Objective. Reproduce the entries below word for word, starting at the line that contains "Rules: pick out every instance of the boy on" and ending at the line that contains "point(460, 140)", with both of those lines included.

Input.
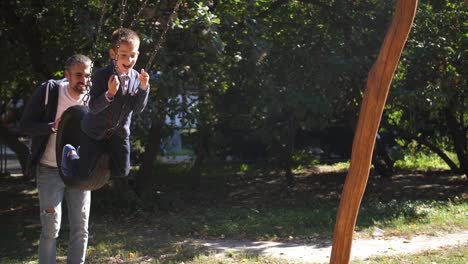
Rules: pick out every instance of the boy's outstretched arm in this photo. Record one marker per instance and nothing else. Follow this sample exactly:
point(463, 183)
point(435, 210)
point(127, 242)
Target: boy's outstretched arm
point(142, 95)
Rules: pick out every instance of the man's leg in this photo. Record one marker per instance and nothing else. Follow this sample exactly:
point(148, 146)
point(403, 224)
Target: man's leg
point(51, 189)
point(78, 204)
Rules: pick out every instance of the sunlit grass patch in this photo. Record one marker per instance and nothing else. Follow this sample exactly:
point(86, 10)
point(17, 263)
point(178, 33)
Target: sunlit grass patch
point(454, 255)
point(414, 217)
point(424, 161)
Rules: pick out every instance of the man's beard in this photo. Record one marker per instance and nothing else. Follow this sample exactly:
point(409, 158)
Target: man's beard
point(79, 88)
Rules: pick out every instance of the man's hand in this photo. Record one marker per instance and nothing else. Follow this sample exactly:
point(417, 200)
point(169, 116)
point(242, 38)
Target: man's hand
point(144, 79)
point(113, 85)
point(55, 125)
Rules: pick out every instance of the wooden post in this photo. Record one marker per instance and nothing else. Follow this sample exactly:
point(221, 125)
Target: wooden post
point(375, 96)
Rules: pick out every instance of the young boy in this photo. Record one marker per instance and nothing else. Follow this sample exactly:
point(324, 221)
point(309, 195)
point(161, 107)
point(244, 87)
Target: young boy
point(116, 92)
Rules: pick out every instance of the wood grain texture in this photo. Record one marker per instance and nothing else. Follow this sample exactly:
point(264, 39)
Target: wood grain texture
point(375, 96)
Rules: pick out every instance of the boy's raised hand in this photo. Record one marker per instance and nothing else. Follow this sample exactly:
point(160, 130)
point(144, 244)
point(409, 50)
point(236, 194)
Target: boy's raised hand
point(113, 85)
point(144, 79)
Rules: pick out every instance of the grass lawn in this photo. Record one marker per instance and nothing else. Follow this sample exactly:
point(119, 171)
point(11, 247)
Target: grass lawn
point(242, 204)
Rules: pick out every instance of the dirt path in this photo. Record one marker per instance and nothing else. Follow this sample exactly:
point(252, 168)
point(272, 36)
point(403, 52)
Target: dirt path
point(320, 252)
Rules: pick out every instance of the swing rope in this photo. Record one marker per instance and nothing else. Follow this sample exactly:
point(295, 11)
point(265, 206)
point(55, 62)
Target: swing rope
point(162, 36)
point(137, 16)
point(94, 50)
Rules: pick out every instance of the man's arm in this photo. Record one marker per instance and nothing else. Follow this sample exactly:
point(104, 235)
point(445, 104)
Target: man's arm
point(32, 122)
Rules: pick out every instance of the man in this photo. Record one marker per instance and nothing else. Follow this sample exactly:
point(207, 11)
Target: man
point(40, 120)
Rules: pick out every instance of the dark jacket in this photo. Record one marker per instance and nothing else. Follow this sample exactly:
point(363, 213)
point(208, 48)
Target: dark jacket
point(38, 119)
point(104, 115)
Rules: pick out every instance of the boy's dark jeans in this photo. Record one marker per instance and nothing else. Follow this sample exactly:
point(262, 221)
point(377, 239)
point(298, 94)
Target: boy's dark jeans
point(92, 149)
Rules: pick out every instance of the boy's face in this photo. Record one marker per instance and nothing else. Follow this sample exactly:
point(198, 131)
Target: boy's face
point(126, 56)
point(78, 77)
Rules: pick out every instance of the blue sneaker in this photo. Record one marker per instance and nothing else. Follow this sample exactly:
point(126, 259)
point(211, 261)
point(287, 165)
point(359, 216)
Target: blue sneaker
point(64, 165)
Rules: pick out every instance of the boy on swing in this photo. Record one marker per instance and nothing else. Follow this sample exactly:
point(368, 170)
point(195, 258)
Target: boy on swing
point(117, 91)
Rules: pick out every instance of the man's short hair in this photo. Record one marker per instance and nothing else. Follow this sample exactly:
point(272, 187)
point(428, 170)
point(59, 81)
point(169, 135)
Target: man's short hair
point(124, 35)
point(77, 59)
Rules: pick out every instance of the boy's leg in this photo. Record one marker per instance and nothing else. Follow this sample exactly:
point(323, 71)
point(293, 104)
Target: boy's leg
point(51, 189)
point(89, 152)
point(119, 150)
point(78, 204)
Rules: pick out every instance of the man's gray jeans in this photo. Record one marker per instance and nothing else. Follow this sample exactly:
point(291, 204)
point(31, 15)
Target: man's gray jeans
point(51, 193)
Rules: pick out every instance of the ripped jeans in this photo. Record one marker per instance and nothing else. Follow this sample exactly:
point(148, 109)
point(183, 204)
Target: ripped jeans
point(51, 193)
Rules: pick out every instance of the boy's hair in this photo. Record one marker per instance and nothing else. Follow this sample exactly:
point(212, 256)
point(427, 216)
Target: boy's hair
point(77, 59)
point(123, 35)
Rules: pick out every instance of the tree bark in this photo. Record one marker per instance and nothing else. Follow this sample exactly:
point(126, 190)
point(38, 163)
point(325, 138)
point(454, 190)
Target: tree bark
point(375, 96)
point(459, 137)
point(146, 176)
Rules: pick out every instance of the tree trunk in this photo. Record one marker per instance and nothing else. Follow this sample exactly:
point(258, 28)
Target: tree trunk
point(375, 96)
point(146, 176)
point(460, 140)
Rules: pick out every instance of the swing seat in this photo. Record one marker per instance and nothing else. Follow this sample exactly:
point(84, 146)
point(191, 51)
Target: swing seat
point(69, 132)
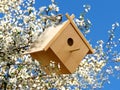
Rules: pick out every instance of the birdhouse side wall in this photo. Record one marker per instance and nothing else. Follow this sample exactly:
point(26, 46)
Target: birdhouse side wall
point(45, 57)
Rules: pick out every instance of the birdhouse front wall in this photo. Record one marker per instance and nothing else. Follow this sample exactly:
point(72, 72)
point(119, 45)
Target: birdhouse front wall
point(69, 48)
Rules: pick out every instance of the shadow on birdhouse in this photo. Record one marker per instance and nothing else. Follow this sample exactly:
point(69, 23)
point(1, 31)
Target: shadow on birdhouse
point(63, 44)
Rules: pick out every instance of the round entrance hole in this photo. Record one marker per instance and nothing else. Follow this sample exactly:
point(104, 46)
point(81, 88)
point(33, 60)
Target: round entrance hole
point(70, 41)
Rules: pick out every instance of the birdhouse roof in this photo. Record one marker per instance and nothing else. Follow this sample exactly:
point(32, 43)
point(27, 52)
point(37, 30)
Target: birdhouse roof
point(50, 35)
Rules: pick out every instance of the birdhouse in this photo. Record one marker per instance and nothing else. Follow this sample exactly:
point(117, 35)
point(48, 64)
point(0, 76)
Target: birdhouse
point(64, 44)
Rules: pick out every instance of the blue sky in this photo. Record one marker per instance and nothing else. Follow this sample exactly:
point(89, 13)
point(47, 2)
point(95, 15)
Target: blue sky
point(103, 14)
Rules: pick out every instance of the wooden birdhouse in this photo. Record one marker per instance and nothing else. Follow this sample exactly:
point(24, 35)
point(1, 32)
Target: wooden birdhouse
point(64, 44)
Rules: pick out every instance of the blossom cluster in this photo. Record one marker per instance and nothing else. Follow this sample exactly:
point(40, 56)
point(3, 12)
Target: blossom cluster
point(21, 24)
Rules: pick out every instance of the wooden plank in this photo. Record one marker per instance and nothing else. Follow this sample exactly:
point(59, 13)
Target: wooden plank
point(80, 34)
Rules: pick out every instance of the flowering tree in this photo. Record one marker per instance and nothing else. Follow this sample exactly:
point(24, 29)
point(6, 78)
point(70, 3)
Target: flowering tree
point(20, 25)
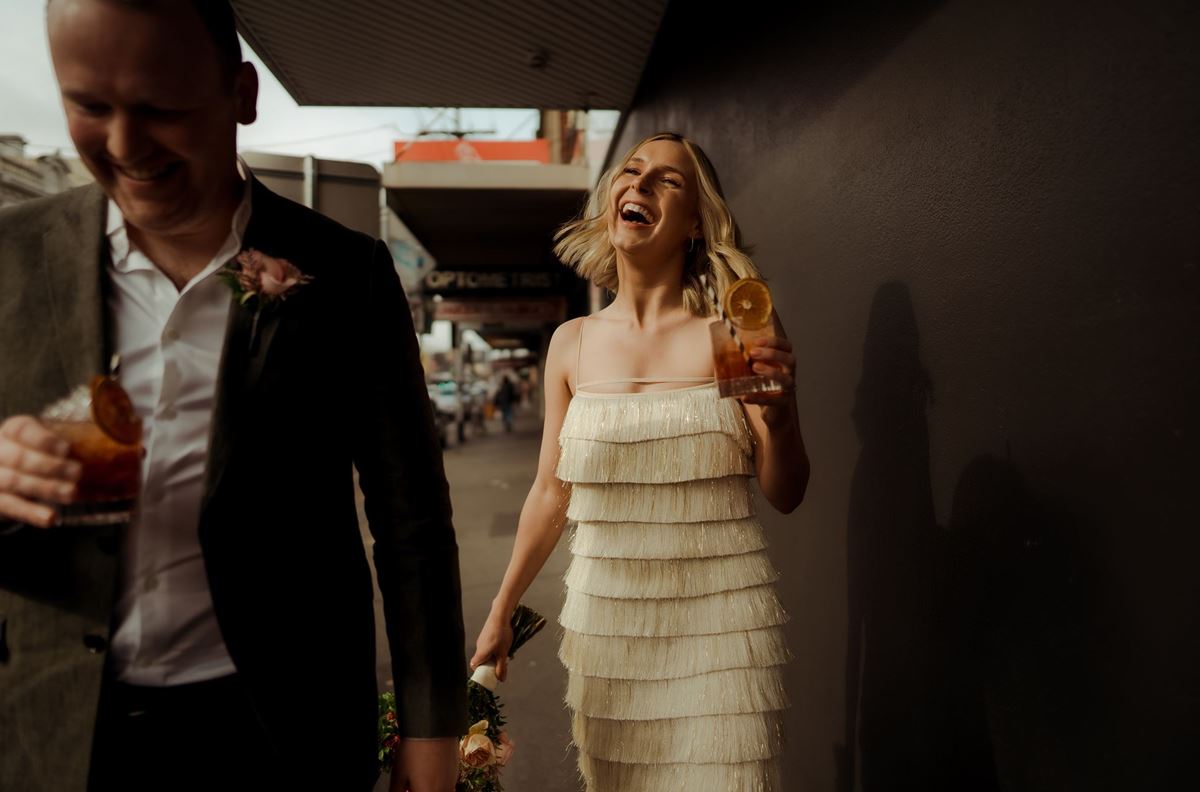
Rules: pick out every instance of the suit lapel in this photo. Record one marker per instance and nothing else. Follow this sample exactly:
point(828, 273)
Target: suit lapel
point(75, 249)
point(246, 347)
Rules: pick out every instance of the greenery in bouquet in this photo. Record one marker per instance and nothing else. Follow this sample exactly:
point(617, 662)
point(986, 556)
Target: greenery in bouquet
point(486, 748)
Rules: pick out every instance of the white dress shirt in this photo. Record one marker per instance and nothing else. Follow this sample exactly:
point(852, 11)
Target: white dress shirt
point(169, 341)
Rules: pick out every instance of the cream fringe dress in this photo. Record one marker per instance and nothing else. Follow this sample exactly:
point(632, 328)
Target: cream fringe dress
point(672, 637)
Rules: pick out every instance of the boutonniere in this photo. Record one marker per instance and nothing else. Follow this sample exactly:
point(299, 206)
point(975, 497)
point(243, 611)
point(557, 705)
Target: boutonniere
point(259, 281)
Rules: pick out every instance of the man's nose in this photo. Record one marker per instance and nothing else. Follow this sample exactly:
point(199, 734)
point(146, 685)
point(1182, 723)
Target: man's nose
point(127, 139)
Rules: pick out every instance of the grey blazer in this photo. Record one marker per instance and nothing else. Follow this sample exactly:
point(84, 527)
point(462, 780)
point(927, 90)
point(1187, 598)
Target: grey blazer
point(329, 381)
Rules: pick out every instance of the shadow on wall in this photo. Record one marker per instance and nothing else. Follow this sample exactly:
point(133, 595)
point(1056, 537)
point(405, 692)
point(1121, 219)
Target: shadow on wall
point(964, 643)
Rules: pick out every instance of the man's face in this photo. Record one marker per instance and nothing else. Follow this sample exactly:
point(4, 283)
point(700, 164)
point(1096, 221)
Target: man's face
point(149, 109)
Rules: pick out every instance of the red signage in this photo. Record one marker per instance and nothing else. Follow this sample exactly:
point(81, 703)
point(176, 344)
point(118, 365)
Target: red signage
point(473, 150)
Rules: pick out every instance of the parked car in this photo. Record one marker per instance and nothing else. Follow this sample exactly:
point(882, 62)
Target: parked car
point(445, 412)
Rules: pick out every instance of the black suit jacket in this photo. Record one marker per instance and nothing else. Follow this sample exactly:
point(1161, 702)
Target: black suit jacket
point(325, 382)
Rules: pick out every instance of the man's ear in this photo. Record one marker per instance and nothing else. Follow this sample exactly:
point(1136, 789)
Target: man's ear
point(246, 90)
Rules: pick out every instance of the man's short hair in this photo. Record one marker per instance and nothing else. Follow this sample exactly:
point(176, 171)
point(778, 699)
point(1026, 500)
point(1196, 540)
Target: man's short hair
point(219, 19)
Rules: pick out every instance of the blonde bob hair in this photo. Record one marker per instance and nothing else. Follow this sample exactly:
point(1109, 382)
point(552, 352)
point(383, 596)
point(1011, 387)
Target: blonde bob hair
point(583, 244)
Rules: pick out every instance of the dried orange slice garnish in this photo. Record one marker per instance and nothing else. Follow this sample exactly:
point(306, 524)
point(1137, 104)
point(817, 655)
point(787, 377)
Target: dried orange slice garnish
point(113, 411)
point(748, 304)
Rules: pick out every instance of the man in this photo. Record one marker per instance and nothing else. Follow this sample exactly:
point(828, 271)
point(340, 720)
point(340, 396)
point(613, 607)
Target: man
point(226, 637)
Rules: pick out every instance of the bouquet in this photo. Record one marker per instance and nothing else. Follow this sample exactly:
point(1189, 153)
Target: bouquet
point(486, 748)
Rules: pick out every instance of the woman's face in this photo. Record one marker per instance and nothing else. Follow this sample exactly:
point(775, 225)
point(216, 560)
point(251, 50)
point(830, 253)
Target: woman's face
point(654, 202)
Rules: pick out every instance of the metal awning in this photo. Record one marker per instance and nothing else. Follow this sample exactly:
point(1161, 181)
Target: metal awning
point(391, 53)
point(486, 215)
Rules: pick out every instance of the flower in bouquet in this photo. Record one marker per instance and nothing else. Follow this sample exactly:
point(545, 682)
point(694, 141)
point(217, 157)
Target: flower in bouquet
point(486, 747)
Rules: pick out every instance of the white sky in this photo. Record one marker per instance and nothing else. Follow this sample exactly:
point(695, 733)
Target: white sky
point(30, 107)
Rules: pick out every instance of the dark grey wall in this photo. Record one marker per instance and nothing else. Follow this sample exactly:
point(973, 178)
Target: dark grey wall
point(981, 222)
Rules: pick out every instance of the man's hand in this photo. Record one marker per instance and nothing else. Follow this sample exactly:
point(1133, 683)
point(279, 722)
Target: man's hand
point(425, 766)
point(34, 467)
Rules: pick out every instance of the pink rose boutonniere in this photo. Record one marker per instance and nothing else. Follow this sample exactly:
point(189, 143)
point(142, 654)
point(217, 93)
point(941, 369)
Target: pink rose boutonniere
point(262, 280)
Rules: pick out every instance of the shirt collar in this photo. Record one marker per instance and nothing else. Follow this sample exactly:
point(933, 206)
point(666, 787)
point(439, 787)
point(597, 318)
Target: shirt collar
point(119, 245)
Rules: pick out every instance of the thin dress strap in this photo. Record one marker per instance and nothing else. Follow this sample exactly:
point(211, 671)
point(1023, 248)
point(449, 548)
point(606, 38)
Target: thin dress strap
point(579, 353)
point(623, 381)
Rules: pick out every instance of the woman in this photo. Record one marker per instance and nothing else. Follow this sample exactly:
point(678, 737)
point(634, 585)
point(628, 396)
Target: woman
point(672, 629)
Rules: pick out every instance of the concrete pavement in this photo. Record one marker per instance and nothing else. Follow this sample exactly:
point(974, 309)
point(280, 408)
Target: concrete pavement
point(490, 477)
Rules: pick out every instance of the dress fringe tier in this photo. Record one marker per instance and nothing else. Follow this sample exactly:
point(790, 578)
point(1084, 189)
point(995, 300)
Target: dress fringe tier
point(672, 637)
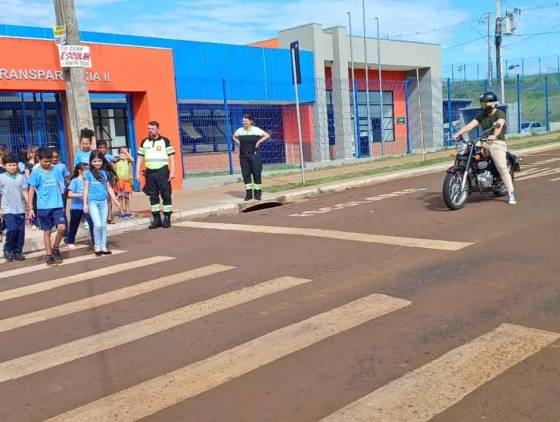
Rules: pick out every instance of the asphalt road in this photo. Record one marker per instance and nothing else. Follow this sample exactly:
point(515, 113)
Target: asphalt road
point(375, 304)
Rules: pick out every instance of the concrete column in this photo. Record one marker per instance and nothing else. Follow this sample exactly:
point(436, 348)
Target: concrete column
point(77, 107)
point(432, 111)
point(344, 134)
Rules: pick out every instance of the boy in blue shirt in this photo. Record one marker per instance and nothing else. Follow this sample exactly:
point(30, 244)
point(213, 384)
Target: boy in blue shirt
point(82, 156)
point(13, 197)
point(46, 182)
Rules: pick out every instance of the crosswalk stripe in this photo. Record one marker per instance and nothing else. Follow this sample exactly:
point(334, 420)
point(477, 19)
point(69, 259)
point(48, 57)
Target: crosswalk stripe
point(38, 267)
point(166, 390)
point(42, 253)
point(58, 355)
point(429, 390)
point(543, 173)
point(109, 297)
point(76, 278)
point(333, 234)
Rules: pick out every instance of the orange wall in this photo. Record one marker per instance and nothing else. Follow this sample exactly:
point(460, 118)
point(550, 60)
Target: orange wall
point(146, 73)
point(289, 120)
point(272, 43)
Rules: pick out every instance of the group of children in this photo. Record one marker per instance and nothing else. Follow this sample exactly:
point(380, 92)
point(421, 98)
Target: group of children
point(37, 189)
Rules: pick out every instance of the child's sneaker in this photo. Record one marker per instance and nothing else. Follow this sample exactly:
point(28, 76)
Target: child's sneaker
point(57, 255)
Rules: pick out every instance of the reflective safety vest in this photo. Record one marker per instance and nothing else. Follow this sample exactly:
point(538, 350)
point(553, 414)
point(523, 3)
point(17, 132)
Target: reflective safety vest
point(156, 152)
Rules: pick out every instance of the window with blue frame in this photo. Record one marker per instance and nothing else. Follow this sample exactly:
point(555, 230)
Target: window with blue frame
point(375, 115)
point(204, 128)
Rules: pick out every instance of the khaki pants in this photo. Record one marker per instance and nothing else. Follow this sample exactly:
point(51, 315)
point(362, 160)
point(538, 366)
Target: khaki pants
point(498, 153)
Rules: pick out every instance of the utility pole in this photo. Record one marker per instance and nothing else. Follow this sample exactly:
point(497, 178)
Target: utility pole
point(486, 19)
point(499, 64)
point(76, 103)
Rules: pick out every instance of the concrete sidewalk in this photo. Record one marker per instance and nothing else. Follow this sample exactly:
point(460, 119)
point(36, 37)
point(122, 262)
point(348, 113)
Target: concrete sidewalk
point(228, 199)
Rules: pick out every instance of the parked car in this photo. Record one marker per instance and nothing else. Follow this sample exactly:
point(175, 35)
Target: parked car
point(532, 127)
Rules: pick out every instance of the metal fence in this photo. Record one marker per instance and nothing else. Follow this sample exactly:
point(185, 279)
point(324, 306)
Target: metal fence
point(524, 66)
point(335, 126)
point(532, 102)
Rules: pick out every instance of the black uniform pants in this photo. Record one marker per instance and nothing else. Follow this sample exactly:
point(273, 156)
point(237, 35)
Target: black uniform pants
point(158, 184)
point(251, 166)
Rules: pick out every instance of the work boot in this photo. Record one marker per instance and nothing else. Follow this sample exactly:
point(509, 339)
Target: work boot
point(156, 224)
point(166, 220)
point(511, 199)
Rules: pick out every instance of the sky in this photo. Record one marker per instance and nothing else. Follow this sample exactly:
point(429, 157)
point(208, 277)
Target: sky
point(455, 24)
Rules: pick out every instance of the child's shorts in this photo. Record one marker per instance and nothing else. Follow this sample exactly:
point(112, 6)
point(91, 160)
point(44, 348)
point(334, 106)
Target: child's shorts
point(49, 218)
point(124, 188)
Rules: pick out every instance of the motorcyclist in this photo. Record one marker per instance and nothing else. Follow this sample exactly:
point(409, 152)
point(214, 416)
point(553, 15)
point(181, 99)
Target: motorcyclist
point(496, 144)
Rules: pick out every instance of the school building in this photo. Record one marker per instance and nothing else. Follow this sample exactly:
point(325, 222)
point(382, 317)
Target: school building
point(199, 91)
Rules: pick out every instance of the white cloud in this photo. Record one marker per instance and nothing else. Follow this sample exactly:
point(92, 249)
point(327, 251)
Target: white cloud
point(247, 21)
point(26, 12)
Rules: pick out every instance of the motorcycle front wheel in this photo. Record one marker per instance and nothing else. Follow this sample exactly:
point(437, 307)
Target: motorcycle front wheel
point(454, 198)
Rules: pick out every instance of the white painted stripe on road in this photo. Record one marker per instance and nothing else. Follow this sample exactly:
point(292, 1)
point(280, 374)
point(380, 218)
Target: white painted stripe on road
point(109, 297)
point(35, 362)
point(42, 253)
point(543, 173)
point(76, 278)
point(159, 393)
point(431, 389)
point(410, 242)
point(39, 267)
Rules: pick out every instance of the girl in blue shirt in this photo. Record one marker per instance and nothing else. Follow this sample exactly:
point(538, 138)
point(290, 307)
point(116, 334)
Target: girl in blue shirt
point(97, 188)
point(76, 194)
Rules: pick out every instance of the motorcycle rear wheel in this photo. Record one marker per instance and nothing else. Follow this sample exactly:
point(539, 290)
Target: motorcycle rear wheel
point(452, 195)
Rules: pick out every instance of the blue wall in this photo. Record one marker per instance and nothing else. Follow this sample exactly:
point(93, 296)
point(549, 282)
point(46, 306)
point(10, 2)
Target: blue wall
point(251, 73)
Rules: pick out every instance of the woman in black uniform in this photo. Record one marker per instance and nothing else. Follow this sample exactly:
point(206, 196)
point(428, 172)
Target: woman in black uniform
point(249, 138)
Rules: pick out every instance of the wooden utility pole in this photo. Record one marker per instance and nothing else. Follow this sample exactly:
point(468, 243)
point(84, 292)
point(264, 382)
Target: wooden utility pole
point(75, 103)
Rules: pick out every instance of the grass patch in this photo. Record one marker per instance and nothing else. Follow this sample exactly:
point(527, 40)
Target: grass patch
point(355, 175)
point(533, 143)
point(387, 169)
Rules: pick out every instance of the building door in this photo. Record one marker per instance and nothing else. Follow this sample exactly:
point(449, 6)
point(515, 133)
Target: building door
point(31, 119)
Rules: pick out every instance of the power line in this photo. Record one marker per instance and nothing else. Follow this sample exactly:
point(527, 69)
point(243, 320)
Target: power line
point(464, 43)
point(430, 31)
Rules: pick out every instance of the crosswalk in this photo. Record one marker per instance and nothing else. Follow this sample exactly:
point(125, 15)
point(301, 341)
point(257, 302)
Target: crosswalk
point(451, 377)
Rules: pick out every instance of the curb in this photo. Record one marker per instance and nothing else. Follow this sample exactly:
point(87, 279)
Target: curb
point(299, 195)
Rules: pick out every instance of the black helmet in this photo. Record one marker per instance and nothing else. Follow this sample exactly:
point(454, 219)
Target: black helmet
point(489, 96)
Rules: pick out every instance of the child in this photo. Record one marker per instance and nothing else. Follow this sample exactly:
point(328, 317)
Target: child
point(22, 160)
point(3, 153)
point(29, 166)
point(102, 148)
point(82, 156)
point(13, 196)
point(47, 182)
point(97, 190)
point(76, 194)
point(123, 168)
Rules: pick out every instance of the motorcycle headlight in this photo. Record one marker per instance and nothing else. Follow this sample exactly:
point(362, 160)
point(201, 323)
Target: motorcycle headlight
point(462, 148)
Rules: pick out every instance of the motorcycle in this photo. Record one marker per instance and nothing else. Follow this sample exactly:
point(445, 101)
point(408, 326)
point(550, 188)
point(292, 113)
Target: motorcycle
point(474, 171)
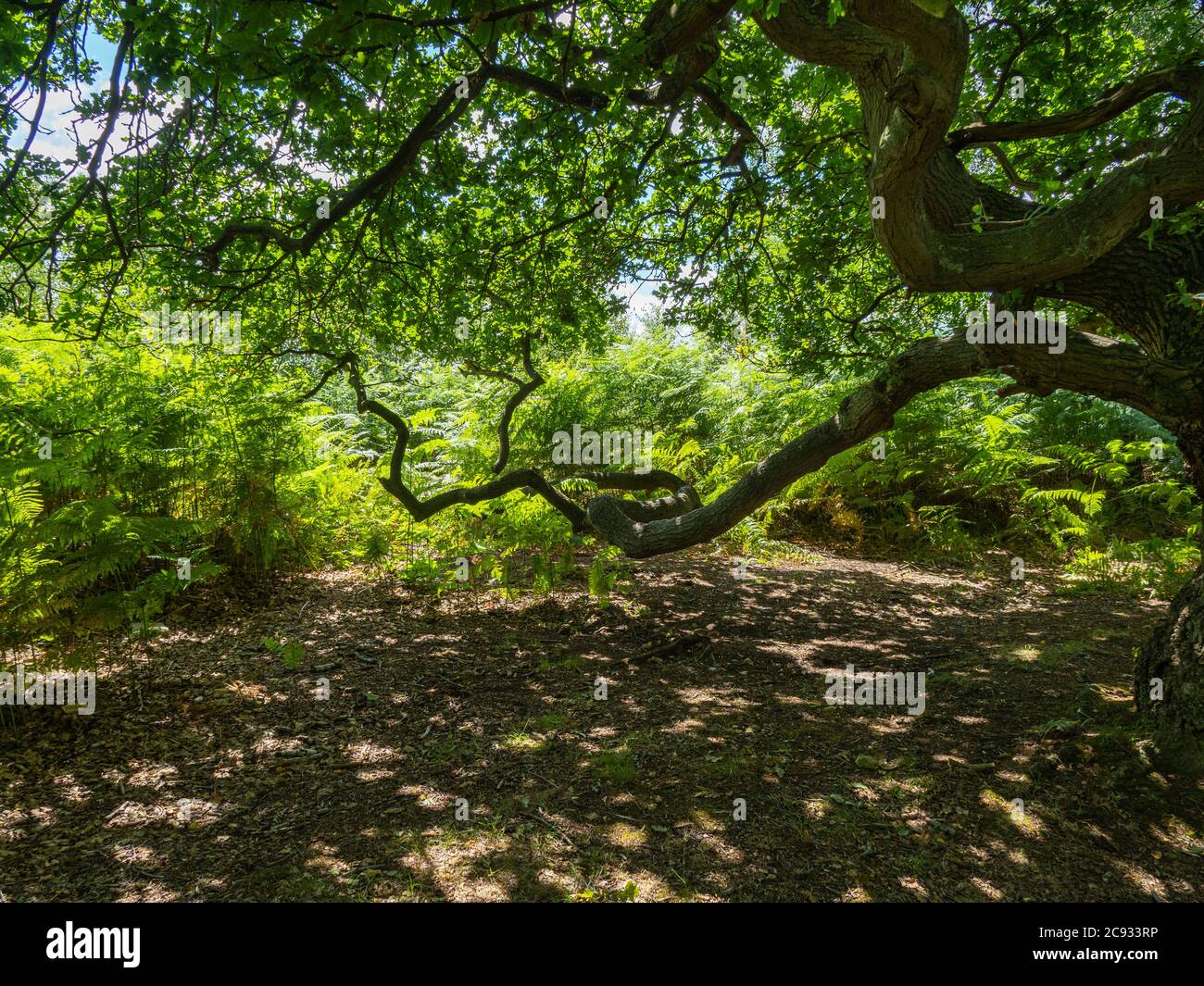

Worked answer.
Rules: pick out every instance of the boy on swing in this photo. Record one marker per instance and nothing else. Follow this sample exactly:
point(368, 170)
point(195, 258)
Target: boy on swing
point(117, 91)
Rules: pick out every instance of the man's short hair in this photo. Record one marker per instance and nothing else. Follow this sample exactly:
point(272, 187)
point(428, 170)
point(59, 81)
point(169, 135)
Target: man's short hair
point(124, 35)
point(77, 59)
Rules: pick out every instance of the boy's leg in this photo. Record one marker per instance and nothing else. Follow this sample exactly:
point(323, 71)
point(293, 104)
Target: boy's leg
point(51, 189)
point(89, 152)
point(119, 150)
point(78, 204)
Rules: pick out every instance of the man's gray jeans in this photo. Record one marker per instance and nothing else. Follow this sample exactly:
point(291, 204)
point(31, 15)
Target: man's gray jeans
point(51, 193)
Rules: pick out every instance of the ripped jeans in this photo. Record one marker per instance and nothing else. Follow this sample exactly:
point(148, 109)
point(183, 204)
Target: ripped jeans
point(51, 193)
Rules: pick out every instance of the boy's hair in this photo. Record one marker per instance and nothing else. Follow this sample exactly:
point(212, 256)
point(427, 216)
Target: boy's hair
point(77, 59)
point(123, 35)
Rules: pick out every instance of the tree bark in this photo. Record one marker per instance and nothing else. Follow this sample exactly:
point(126, 190)
point(38, 163)
point(325, 138)
point(454, 190)
Target: tree bark
point(375, 96)
point(459, 137)
point(146, 176)
Rules: pick out every instance of the tree trunk in this photo. Record one marker per instance and nothing else. Follow this sample exactly:
point(258, 28)
Target: tree trunk
point(375, 96)
point(146, 176)
point(460, 140)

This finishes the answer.